26 kids participated in the Pearl River Elks' 4th Annual Hoop Shoot, which is free of charge and run by volunteers. Every participant received a T-Shirt and there were kids from all over the county.

The Pearl River Elks annual “HOOP SHOOT” free throw shooting contest was at Highview Elementary School last Friday. There were three age groups competing for trophies.

Each contestant has 25 attempts to make a basket from the free throw line. The boy and girl in each age group with the best score advances to compete in the South District contest in January.

"There were kids from all over the county, Nanuet, Pearl River, Blauvelt, West Nyack, Congers, it's a mix," said Vinny Pacella, event organizer. "12 Girls and 14 Boys participated for a total of 26."  

For more information please contact Vinny Pacella at (845) 406-0570 or visit the “Hoop Shoot“ web site at www.elks.org/hoopshoot.

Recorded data
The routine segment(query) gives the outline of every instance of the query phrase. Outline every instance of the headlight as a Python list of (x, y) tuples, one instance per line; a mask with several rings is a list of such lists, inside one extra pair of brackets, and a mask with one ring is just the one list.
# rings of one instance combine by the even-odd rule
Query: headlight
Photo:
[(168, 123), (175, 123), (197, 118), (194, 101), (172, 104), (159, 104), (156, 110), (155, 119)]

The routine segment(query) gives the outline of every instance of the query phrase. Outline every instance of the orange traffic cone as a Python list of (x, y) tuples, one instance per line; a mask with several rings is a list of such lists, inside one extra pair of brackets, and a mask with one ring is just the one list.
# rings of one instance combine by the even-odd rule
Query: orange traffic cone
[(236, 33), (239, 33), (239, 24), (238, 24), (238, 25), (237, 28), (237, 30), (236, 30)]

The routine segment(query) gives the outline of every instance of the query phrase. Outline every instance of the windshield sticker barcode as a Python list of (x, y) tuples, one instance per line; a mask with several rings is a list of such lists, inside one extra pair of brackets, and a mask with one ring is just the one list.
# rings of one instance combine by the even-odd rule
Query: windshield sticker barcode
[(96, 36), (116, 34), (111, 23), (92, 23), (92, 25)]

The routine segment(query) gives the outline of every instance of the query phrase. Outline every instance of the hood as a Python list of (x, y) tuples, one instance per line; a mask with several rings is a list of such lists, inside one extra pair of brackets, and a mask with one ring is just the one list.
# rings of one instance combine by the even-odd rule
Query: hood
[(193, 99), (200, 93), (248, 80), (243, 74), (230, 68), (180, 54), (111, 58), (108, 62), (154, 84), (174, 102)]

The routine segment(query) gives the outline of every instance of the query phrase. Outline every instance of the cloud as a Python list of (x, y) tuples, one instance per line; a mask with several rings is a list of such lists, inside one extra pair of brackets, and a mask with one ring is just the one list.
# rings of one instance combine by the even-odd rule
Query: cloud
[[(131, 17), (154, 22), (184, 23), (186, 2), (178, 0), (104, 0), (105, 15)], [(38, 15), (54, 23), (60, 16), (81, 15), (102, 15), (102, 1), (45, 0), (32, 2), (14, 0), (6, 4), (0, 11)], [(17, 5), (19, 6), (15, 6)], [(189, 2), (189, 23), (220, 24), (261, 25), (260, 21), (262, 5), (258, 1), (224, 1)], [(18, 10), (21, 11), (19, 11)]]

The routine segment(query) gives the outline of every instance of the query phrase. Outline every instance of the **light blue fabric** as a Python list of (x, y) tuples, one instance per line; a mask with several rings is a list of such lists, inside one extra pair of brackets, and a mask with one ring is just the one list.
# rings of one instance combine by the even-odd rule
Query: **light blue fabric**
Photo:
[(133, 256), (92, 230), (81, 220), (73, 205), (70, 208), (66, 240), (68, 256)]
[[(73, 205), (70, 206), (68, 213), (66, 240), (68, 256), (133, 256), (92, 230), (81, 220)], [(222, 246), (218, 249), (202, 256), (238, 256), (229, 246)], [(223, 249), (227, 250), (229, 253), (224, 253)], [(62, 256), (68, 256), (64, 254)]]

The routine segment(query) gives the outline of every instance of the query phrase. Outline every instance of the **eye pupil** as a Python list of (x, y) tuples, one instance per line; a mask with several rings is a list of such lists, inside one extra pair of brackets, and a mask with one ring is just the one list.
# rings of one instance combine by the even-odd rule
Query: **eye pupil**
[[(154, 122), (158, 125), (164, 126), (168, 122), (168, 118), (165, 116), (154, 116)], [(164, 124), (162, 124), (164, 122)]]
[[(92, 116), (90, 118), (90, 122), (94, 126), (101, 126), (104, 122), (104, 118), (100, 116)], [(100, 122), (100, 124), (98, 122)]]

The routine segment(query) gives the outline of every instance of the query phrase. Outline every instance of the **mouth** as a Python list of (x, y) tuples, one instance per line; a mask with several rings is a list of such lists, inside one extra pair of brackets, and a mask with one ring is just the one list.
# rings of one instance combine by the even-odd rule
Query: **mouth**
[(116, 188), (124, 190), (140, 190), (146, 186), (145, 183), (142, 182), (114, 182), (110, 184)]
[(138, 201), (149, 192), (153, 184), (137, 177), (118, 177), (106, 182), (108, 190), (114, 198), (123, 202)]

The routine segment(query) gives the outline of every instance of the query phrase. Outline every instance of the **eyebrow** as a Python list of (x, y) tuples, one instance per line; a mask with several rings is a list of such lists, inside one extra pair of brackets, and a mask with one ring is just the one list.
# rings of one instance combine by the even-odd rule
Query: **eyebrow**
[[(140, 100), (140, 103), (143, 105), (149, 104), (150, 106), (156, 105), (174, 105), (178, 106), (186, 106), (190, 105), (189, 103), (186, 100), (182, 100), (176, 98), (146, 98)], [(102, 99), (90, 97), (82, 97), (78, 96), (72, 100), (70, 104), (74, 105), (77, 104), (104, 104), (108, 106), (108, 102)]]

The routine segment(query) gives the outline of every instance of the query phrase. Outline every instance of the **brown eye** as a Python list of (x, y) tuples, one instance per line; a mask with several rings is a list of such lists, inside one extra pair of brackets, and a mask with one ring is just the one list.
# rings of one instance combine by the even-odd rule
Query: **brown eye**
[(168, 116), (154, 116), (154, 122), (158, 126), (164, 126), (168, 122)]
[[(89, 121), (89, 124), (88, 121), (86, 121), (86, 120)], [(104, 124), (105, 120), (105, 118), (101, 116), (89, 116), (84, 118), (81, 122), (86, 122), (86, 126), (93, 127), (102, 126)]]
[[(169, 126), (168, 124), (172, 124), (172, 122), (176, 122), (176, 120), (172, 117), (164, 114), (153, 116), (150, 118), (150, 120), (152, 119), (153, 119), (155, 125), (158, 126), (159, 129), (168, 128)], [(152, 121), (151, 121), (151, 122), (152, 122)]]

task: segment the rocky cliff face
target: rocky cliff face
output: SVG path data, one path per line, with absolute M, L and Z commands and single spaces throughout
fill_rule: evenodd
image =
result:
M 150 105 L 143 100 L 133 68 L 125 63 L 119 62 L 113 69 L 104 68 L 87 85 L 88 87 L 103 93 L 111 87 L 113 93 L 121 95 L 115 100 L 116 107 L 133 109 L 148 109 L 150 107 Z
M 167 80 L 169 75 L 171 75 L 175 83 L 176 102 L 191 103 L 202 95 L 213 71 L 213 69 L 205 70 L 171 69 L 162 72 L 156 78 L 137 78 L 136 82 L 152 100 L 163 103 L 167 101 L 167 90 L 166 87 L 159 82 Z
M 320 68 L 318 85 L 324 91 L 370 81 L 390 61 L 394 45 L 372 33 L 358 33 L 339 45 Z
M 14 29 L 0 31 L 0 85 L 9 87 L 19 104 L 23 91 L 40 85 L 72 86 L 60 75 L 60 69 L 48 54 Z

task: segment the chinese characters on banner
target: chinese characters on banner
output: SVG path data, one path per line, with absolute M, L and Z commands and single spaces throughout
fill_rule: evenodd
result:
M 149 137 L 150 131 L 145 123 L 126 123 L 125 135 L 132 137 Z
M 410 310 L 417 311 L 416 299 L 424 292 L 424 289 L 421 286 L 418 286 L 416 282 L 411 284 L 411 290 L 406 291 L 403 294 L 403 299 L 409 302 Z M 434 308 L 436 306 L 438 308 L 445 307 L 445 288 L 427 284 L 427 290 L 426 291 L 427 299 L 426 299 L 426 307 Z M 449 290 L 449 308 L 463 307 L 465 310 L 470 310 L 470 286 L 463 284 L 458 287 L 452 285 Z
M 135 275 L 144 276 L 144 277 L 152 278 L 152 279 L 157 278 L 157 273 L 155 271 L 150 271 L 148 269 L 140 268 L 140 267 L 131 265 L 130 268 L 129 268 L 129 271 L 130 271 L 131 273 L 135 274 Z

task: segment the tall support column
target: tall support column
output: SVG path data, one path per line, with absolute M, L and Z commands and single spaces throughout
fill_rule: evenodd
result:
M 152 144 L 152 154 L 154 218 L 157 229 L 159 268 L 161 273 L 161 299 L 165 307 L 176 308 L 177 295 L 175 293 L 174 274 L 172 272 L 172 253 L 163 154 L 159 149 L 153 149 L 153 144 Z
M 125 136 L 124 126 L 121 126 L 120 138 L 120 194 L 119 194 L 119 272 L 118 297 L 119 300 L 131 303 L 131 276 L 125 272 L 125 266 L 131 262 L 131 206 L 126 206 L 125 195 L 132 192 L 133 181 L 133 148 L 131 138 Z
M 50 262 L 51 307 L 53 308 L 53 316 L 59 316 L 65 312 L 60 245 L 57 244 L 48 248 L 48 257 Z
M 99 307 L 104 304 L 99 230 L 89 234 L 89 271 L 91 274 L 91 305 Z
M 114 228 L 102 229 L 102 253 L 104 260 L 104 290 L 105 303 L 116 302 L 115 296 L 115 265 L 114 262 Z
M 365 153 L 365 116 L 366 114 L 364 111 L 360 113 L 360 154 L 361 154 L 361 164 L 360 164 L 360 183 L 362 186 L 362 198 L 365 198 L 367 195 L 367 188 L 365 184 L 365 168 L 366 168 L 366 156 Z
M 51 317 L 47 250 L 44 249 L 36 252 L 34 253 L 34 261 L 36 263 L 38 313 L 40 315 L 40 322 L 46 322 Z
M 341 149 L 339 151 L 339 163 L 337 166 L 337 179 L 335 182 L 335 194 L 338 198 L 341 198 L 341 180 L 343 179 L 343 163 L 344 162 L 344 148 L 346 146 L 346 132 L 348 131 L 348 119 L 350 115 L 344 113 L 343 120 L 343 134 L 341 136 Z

→ STATED EXERCISE: Continue the Hoop Shoot contest article from its final sentence. These entries are separate material and are not part of the Hoop Shoot article.

→ EXPECTED ANSWER:
Here are the results:

8 & 9 Girls -

1st      Megan Hannon         21

2nd      Emma Parahus        13

3rd      Madison Lusk           10

8 & 9 Boys -

1st      Michael Caterino       15

2nd      Cliff Carty                14

3rd      Daniel Conti             12

4th      Christiani Florencia    10 (won tie breaker)

5th      Peter Mangini           10

---

10 & 11 Girls -

1st      Katie Peterson          13

2nd      Jolene Healy            6

3rd      Fiona Peterson         4

10 & 11 Boys -

1st      John Fogalty            22

2nd      CJ Florencia             20

3rd      Conor Ratchford       15

4th      Sam Mangini            13

5th      Mike Taylor             10

---

12 & 13 Girls -

1st      Allison Conti             20 (won tie breaker)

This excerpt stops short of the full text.